> AIM OF THE EXERCISE
Retype the data exactly, leaving nothing out.

(Records excerpted from a collection)
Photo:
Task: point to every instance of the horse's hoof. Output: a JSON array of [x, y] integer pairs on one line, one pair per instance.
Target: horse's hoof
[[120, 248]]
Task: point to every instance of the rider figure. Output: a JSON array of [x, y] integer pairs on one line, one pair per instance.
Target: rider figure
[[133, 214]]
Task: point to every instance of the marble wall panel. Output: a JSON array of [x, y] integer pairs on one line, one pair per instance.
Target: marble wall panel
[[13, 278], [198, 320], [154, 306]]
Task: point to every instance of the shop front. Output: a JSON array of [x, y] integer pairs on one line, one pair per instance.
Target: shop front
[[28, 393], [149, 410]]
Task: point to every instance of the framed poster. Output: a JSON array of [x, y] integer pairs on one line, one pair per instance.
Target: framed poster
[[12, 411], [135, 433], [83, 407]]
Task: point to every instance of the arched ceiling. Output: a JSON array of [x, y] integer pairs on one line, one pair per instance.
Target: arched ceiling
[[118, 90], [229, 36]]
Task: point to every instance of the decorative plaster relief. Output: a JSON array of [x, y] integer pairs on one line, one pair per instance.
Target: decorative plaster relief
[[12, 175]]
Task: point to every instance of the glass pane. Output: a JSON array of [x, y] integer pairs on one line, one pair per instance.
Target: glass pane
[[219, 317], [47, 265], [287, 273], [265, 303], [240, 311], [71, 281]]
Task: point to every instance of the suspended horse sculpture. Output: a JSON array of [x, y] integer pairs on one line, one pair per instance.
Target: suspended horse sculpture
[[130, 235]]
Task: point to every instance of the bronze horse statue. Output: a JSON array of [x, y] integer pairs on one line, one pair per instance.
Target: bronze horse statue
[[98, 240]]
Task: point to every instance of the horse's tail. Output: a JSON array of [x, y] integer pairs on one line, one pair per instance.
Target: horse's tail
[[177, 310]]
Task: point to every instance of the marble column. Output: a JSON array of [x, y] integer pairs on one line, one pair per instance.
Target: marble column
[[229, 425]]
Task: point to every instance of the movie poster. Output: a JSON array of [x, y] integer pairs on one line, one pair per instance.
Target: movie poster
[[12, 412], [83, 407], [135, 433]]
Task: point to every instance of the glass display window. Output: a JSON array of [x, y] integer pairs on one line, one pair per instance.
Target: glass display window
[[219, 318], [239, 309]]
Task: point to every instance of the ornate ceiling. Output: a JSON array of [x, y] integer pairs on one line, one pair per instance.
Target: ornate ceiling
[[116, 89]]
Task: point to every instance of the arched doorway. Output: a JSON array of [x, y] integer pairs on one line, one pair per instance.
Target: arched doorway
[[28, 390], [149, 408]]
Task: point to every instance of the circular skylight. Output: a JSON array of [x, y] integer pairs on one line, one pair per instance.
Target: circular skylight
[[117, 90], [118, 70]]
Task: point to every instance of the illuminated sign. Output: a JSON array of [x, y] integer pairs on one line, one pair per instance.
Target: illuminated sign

> RESPONSE TO THE TASK
Photo:
Task: point to every instance of the horse's hoof. Output: a JSON array of [x, y] integer pairs on one line, one pair per instance.
Target: horse's hoof
[[120, 248]]
Task: point to every instance of the rider figure. Output: a JSON array of [x, y] integer pairs on one line, one pair per instance.
Target: rider figure
[[133, 214]]
Task: point to every instance of the marble wall panel. Output: a JSON array of [x, y] integer pairs on one line, one pair per instance.
Target: marble wall panel
[[13, 278], [198, 320], [154, 306]]
Task: point to every instance of the shop front. Output: a JSON array of [x, y] integer pairs on one line, one pair per instance.
Target: shop front
[[28, 393], [149, 410]]
Task: point to every instance of the framed poster. Output: a JSON array of [x, y] integer pairs on one line, one pair per instance.
Target: framed poster
[[12, 411], [135, 433], [83, 407]]
Task: point to every instance of the arched ceiling. Output: a JSON array of [x, y] integer pairs on one line, one pair per instance.
Target: arched ceiling
[[118, 90], [229, 36]]
Task: point to every instance of the decorative plaster relief. Output: a JSON array of [x, y] integer pairs on one line, one pair per instance.
Target: decorative plaster relief
[[12, 175]]
Task: point to every instance of the glass pane. Output: a JSON array of [x, y] integer pairs on one line, one pair per instance.
Target: glass pane
[[219, 317], [47, 265], [287, 273], [265, 303], [240, 311], [71, 281]]
Task: point to every instance of the suspended horse sculpture. Output: a JSON array of [x, y] integer pairs on one line, one pair per instance.
Target: suspended horse sculpture
[[130, 235]]
Task: point to every instance of the bronze horse statue. Output: a JSON array of [x, y] integer pairs on one line, one pair per instance.
Target: bronze horse statue
[[98, 240]]
Task: point to every instance of the horse's tail. Output: a JSON array of [x, y] integer pairs on one line, one pair per instance.
Target: horse's tail
[[177, 310]]
Task: point to every instance of the marble column. Output: a JSON array of [x, y] integer pairs on one line, one pair per instance.
Target: marble column
[[229, 425]]
Task: point to every instance of the movie poster. Output: a JSON array of [x, y] integer pairs on one line, one pair per instance.
Target: movie poster
[[12, 412], [83, 407], [135, 433]]
Task: point to every instance of the glass display window. Output: a JSON array of [x, y] integer pairs on one line, one pair per instance.
Target: glass display window
[[219, 318], [239, 309]]
Task: point to every instance of the ornate ceiling. Output: a JSON array of [x, y] integer pairs on one line, one pair per instance.
Target: ornate ceiling
[[116, 89]]
Task: point to every instance of the arched doorway. Output: a JSON array of [x, y] integer pairs on one line, one pair per instance.
Target: arched doorway
[[28, 390], [149, 408]]
Task: point to every instance of the circular skylight. Output: a JSON array of [x, y] integer pairs on one line, one pair per instance.
Target: circular skylight
[[117, 90], [118, 70]]
Task: point to every instance of the illuminated sign. Output: a JSON array of [x, y] integer pairs on one line, one pair per instance.
Target: illuminated sign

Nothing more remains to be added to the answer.